B.C. man who shot transit police officer convicted of 4 charges but acquitted of attempted murder

·3 min read

The man who shot a transit police officer twice at a Surrey SkyTrain station last year has been found not guilty of attempted murder.

But a provincial court judge has convicted 37-year-old Daon Gordon Glasgow of the lesser included charge of aggravated assault, along with three other charges, in the Jan. 30, 2019 shooting of Const. Josh Harms — firing a gun with the intention of endangering the officer's life, reckless discharge of a firearm and possessing a gun without a licence.

In an Oct. 15 judgment, Judge Peder Gulbransen wrote that the Crown's case for attempted murder was based on circumstantial evidence, which made it particularly tricky to prove that Glasgow intended to kill Harms.

"The crucial time in which the intent to kill, as alleged by the Crown, would have to arise within one or perhaps two seconds. The shots never struck the officer in a vital part of his body. There was no background of animosity between the officers and Glasgow," Gulbransen wrote.

He said that the case against Glasgow was missing crucial context that is usually present in successful attempted murder cases — things like revenge between rival gangs or jealousy over a former lover.

"There is often evidence of an accused making angry or threatening statements before committing a violent act, which amounts to attempted murder," Gulbransen said.

The judgment has raised some eyebrows with Metro Vancouver Transit Police. On Monday, media relations officer Sgt. Clint Hampton tweeted that "It's hard to imagine how someone can point a gun at any person, fire the gun hitting the officer twice and not be found guilty of attempted murder."

Glasgow fled from plainclothes officers

Harms and his partner, Const. Chris Elvidge, were in plainclothes when they encountered Glasgow in the parking lot of the Scott Road station on the day of the shooting.

According to the judgment, Glasgow was unlawfully at large from his halfway house and carrying a restricted firearm at the time. When he spotted the officers, he ran into the station, forced his way through the gates without paying, removed a blue hoodie he had been wearing and sat on a seat on the platform to wait for a train, according to the judgment.

- **RECORD SET**
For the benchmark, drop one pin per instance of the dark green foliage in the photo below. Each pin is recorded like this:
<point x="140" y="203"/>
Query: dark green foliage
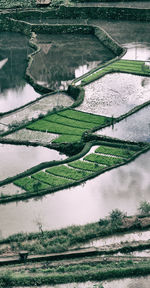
<point x="30" y="184"/>
<point x="67" y="172"/>
<point x="86" y="117"/>
<point x="56" y="118"/>
<point x="42" y="125"/>
<point x="84" y="165"/>
<point x="125" y="153"/>
<point x="144" y="207"/>
<point x="51" y="179"/>
<point x="106" y="160"/>
<point x="67" y="139"/>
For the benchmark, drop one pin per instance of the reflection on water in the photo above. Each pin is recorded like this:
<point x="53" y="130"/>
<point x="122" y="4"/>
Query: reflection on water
<point x="115" y="94"/>
<point x="134" y="128"/>
<point x="64" y="57"/>
<point x="137" y="51"/>
<point x="16" y="159"/>
<point x="123" y="188"/>
<point x="126" y="4"/>
<point x="126" y="31"/>
<point x="136" y="282"/>
<point x="14" y="92"/>
<point x="15" y="98"/>
<point x="117" y="239"/>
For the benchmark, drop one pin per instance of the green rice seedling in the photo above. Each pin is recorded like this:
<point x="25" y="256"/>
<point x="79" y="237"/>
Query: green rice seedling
<point x="67" y="139"/>
<point x="69" y="122"/>
<point x="30" y="184"/>
<point x="51" y="179"/>
<point x="42" y="125"/>
<point x="125" y="153"/>
<point x="106" y="160"/>
<point x="86" y="117"/>
<point x="84" y="165"/>
<point x="67" y="172"/>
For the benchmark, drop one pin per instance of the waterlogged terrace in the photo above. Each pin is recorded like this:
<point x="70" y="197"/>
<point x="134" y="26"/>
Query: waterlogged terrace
<point x="69" y="129"/>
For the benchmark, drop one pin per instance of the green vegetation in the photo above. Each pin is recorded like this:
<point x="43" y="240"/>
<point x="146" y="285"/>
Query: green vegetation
<point x="67" y="172"/>
<point x="30" y="184"/>
<point x="70" y="124"/>
<point x="56" y="118"/>
<point x="116" y="216"/>
<point x="67" y="139"/>
<point x="122" y="152"/>
<point x="144" y="207"/>
<point x="106" y="160"/>
<point x="84" y="165"/>
<point x="76" y="273"/>
<point x="50" y="179"/>
<point x="126" y="66"/>
<point x="86" y="117"/>
<point x="42" y="125"/>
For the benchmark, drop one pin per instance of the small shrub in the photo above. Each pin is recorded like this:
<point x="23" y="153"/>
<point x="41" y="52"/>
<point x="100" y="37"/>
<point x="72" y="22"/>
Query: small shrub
<point x="116" y="217"/>
<point x="144" y="207"/>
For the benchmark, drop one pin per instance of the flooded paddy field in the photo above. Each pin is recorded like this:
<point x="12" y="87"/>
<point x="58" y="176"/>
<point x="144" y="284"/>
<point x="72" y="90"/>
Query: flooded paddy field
<point x="134" y="128"/>
<point x="117" y="239"/>
<point x="14" y="91"/>
<point x="123" y="188"/>
<point x="124" y="92"/>
<point x="125" y="31"/>
<point x="124" y="4"/>
<point x="134" y="282"/>
<point x="16" y="159"/>
<point x="33" y="111"/>
<point x="65" y="57"/>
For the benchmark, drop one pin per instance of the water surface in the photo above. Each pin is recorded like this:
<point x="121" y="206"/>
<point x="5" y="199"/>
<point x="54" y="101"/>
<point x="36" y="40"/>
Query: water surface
<point x="65" y="57"/>
<point x="133" y="128"/>
<point x="14" y="91"/>
<point x="115" y="94"/>
<point x="135" y="282"/>
<point x="123" y="188"/>
<point x="16" y="159"/>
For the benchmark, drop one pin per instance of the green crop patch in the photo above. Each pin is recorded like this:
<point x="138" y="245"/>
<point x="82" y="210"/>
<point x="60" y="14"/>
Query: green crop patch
<point x="51" y="179"/>
<point x="30" y="184"/>
<point x="106" y="160"/>
<point x="67" y="139"/>
<point x="125" y="153"/>
<point x="45" y="126"/>
<point x="69" y="122"/>
<point x="67" y="172"/>
<point x="86" y="117"/>
<point x="84" y="165"/>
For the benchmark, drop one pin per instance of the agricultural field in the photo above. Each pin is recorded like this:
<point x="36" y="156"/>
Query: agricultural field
<point x="76" y="210"/>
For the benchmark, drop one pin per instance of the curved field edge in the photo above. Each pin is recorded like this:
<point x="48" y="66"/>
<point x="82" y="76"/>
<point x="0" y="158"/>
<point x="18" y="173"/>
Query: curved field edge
<point x="38" y="178"/>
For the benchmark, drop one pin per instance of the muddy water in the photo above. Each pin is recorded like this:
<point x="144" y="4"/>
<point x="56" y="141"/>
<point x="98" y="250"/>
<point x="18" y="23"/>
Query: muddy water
<point x="65" y="57"/>
<point x="134" y="128"/>
<point x="16" y="159"/>
<point x="14" y="91"/>
<point x="129" y="237"/>
<point x="136" y="282"/>
<point x="115" y="94"/>
<point x="128" y="4"/>
<point x="43" y="106"/>
<point x="125" y="31"/>
<point x="137" y="51"/>
<point x="123" y="188"/>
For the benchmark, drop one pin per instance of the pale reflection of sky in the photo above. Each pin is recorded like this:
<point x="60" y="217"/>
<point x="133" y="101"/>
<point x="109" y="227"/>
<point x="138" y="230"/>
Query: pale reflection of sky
<point x="16" y="159"/>
<point x="137" y="51"/>
<point x="136" y="282"/>
<point x="14" y="98"/>
<point x="123" y="188"/>
<point x="134" y="128"/>
<point x="115" y="94"/>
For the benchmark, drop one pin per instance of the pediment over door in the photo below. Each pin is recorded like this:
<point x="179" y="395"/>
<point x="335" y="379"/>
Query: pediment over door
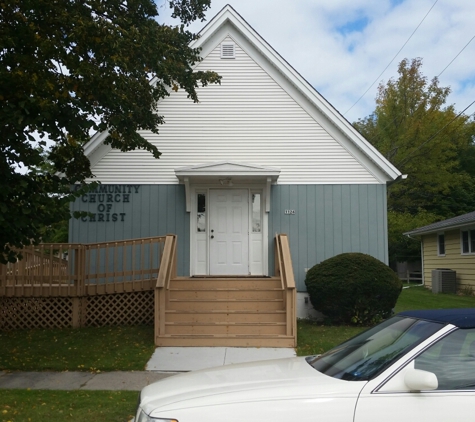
<point x="226" y="173"/>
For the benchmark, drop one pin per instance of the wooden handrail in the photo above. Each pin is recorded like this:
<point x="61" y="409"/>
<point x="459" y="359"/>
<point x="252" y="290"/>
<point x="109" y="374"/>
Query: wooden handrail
<point x="284" y="268"/>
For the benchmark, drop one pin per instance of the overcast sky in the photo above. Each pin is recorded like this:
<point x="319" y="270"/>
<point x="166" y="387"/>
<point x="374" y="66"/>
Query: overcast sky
<point x="343" y="46"/>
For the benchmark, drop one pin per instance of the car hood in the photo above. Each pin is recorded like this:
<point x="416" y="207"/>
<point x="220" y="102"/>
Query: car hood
<point x="273" y="380"/>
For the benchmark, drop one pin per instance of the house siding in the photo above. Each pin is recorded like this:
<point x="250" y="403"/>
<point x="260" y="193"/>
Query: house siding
<point x="249" y="118"/>
<point x="329" y="220"/>
<point x="464" y="265"/>
<point x="148" y="211"/>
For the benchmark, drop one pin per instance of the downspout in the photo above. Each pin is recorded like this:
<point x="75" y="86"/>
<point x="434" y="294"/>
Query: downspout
<point x="422" y="257"/>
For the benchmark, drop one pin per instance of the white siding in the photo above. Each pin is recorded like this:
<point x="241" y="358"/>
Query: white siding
<point x="249" y="118"/>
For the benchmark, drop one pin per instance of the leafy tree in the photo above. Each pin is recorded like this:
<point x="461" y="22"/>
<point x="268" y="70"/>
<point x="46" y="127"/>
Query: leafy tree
<point x="424" y="138"/>
<point x="69" y="67"/>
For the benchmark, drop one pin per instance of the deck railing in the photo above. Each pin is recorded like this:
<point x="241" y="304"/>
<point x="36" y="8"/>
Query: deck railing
<point x="83" y="269"/>
<point x="167" y="272"/>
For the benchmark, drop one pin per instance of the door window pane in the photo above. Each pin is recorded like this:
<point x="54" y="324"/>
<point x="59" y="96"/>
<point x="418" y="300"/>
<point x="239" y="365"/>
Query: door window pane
<point x="201" y="212"/>
<point x="256" y="213"/>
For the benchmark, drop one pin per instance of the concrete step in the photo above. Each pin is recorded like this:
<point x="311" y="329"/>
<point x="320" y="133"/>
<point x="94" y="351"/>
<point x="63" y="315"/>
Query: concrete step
<point x="225" y="294"/>
<point x="231" y="316"/>
<point x="221" y="328"/>
<point x="225" y="283"/>
<point x="225" y="304"/>
<point x="225" y="341"/>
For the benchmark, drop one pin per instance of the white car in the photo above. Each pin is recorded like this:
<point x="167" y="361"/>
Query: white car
<point x="416" y="366"/>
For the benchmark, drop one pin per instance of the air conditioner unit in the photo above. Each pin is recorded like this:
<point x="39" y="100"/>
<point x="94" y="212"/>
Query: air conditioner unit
<point x="444" y="281"/>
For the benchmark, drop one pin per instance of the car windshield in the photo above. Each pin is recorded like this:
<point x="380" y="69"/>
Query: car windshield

- **STATED TASK 1**
Translate this sentence from the article on the transit police shooting into Spanish: "The man who shot a transit police officer twice at a Surrey SkyTrain station last year has been found not guilty of attempted murder."
- **STATED TASK 2**
Reproduce a passage of the article on the transit police shooting word for word: begin at the words "B.C. man who" and stop after "not guilty of attempted murder.".
The data comes from a source separate from the article.

- **WRITTEN SOLUTION 1**
El hombre que disparó dos veces contra un agente de la policía de tránsito en una estación de SkyTrain de Surrey el año pasado ha sido declarado no culpable de intento de asesinato.

- **WRITTEN SOLUTION 2**
B.C. man who shot transit police officer convicted of 4 charges but acquitted of attempted murder

·3 min read

The man who shot a transit police officer twice at a Surrey SkyTrain station last year has been found not guilty of attempted murder.